- **Task**:
Collect every line of the rows that contains the word "white".

--

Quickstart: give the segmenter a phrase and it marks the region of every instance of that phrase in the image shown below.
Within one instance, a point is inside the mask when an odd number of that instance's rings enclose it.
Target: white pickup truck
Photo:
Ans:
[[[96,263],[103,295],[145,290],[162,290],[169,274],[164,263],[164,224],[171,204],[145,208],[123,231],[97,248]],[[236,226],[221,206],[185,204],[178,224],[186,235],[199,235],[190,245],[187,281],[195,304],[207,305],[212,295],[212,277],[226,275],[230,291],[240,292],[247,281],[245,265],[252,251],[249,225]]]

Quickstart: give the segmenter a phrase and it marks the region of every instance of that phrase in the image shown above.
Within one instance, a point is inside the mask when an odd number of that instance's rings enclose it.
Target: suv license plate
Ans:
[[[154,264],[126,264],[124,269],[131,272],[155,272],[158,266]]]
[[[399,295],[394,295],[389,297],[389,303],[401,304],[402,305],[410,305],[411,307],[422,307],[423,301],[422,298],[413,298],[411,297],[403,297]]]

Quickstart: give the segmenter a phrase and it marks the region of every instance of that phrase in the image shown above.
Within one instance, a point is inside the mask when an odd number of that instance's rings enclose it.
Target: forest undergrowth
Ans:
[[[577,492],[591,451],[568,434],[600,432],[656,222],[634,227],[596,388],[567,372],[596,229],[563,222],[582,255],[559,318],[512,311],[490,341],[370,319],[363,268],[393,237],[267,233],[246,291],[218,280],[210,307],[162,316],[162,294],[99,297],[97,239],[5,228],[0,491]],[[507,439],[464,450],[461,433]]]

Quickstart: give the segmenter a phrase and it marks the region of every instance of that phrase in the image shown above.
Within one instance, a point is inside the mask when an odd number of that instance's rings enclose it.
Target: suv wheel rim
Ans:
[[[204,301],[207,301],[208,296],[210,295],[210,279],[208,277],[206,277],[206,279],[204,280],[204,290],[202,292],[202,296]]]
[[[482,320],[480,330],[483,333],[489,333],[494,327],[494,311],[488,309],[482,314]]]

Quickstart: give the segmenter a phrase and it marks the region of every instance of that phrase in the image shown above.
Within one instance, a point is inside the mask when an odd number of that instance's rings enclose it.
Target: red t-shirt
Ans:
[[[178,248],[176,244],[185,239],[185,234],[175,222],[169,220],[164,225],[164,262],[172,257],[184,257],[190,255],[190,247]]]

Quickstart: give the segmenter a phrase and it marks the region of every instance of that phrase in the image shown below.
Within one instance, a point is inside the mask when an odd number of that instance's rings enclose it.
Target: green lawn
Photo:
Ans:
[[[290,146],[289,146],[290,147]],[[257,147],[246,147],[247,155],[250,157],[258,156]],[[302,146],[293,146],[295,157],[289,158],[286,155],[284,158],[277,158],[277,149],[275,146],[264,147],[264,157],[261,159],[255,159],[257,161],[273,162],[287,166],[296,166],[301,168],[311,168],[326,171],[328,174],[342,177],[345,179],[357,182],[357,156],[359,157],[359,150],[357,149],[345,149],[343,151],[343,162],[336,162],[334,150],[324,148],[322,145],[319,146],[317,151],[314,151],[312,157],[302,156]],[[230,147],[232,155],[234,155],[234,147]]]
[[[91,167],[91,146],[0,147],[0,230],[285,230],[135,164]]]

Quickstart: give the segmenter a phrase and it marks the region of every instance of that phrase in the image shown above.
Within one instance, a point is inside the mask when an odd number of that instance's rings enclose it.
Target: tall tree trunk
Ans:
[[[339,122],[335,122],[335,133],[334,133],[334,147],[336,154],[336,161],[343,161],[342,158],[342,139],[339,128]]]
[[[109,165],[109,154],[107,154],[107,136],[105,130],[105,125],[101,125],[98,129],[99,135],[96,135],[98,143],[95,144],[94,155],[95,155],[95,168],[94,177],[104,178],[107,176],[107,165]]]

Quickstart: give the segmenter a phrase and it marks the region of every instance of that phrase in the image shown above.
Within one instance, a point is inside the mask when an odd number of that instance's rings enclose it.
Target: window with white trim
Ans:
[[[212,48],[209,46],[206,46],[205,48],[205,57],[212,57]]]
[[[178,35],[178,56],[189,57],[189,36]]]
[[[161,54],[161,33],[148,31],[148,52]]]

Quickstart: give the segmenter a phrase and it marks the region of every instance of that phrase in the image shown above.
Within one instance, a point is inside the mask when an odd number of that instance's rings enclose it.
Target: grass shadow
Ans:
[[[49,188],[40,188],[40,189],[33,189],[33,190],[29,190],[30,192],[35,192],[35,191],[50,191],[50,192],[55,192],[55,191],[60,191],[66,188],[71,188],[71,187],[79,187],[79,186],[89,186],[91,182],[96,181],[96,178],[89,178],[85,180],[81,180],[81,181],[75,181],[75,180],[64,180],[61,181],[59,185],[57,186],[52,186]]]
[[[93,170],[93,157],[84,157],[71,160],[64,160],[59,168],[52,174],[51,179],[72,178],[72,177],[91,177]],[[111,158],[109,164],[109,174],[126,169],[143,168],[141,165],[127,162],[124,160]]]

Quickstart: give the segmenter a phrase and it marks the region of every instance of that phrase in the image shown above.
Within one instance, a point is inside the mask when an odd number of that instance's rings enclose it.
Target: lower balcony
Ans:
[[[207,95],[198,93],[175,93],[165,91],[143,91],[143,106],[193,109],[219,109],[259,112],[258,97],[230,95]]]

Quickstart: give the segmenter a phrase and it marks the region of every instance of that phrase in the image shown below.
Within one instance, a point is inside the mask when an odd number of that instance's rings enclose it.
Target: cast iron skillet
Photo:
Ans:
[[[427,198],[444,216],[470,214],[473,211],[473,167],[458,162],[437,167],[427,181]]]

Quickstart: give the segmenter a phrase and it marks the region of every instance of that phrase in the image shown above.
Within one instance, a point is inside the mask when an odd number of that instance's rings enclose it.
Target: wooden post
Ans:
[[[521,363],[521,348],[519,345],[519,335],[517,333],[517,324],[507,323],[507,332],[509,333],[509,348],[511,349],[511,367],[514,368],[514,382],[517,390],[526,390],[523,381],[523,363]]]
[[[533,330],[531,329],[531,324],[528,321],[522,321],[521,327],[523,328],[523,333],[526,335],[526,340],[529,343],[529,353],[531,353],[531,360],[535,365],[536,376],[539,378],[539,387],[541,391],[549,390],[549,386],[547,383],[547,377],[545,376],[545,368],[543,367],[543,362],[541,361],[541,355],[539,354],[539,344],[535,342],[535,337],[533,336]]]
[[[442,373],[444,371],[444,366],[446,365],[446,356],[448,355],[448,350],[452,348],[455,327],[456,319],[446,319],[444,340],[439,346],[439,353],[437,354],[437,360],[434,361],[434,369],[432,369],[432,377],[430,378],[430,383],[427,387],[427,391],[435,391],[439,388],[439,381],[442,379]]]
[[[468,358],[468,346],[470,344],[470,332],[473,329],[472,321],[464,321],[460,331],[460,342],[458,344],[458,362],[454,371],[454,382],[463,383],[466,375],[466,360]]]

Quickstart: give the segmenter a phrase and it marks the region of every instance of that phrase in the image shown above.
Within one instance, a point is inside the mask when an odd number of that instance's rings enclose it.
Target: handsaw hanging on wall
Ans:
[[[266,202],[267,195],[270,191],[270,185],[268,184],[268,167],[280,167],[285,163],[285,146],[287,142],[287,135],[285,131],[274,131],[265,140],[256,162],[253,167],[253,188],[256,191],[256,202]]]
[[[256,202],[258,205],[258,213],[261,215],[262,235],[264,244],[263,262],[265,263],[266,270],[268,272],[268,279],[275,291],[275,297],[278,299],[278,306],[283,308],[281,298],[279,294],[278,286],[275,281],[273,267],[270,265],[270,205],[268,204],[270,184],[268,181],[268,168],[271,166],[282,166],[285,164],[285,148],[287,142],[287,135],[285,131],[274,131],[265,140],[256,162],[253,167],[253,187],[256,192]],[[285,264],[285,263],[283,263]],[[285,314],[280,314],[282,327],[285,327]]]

--

- **Response**:
Target: white pickup truck
Target: window with white trim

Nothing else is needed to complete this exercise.